* WHAT NEEDS TO BE DONE *
Can you repeat the passage of the interview below word for word, starting at "It’s unbelievable. This" and ending at "a pumpkin patch."?

* TEXT *

Absolutely. It’s a grand opportunity to travel and meet people and be in different cultures. Always at the center of it is this job, this acting thing. It’s very bizarre. I still today go overseas or somewhere else, and people know me. That always startles me. It’s like, “F—, really?” I think part of it is I’m a techno-peasant. I don’t get into email or any of that stuff. I don’t Twitter and all that. I don’t have a computer. I have an iPhone. I do love to get information from it, but I don’t want to be enslaved, and I don’t want to be exposed to it any more than I already am.

I do remember when we all talked to each other.

It’s unbelievable. This morning I saw a guy with a hard hat on and a f—in’ cell phone and a lunch pail. He almost got f—in’ run over because he was stepping into traffic and he was looking at his f—in’ phone. No one’s relating to each other. They have all the answers in their palm. You go into a restaurant and you see all these glowing faces. It’s like you’re sitting in a pumpkin patch.

How do you keep up the energy?

* RECORDED INFORMATION *

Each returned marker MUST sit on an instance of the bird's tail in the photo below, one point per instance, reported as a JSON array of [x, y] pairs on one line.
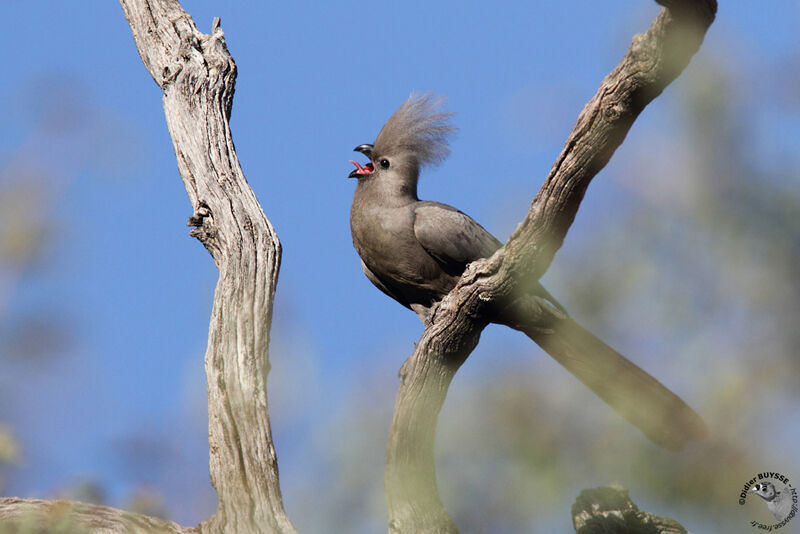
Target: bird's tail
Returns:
[[633, 393]]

* REPLY *
It’s unbelievable. This morning I saw a guy with a hard hat on and a f—in’ cell phone and a lunch pail. He almost got f—in’ run over because he was stepping into traffic and he was looking at his f—in’ phone. No one’s relating to each other. They have all the answers in their palm. You go into a restaurant and you see all these glowing faces. It’s like you’re sitting in a pumpkin patch.